**** DATA PROVIDED

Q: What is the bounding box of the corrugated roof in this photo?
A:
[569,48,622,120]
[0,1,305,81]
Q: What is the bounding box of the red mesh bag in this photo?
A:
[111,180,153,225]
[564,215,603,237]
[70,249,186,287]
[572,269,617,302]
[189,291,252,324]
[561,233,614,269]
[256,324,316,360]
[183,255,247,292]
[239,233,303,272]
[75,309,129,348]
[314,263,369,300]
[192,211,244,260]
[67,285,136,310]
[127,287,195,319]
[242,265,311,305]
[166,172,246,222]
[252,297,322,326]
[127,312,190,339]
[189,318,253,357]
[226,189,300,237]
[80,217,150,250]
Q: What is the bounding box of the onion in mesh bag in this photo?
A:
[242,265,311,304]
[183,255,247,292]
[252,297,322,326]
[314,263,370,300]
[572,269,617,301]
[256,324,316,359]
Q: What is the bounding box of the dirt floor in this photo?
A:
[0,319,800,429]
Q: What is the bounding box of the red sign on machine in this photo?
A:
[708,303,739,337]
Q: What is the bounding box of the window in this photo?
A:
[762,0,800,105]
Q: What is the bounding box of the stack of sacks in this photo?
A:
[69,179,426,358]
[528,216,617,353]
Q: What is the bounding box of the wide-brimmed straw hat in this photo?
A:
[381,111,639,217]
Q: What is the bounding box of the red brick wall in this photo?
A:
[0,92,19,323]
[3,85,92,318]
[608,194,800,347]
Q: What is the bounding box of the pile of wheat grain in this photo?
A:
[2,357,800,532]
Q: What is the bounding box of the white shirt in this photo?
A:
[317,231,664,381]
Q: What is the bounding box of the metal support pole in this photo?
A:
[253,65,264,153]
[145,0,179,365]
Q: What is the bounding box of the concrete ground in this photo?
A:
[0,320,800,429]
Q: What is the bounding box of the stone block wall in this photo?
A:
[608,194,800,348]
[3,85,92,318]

********

YOUR GOAL -
Can you rewrite the lines starting at the one that has "Q: What is the bounding box of the stone" and ending with the last line, replacing "stone block wall" with "cinder block wall" and keeping everything else unchanged?

ANSWER -
Q: What is the bounding box of the cinder block wall in this photo?
A:
[608,194,800,348]
[3,85,92,318]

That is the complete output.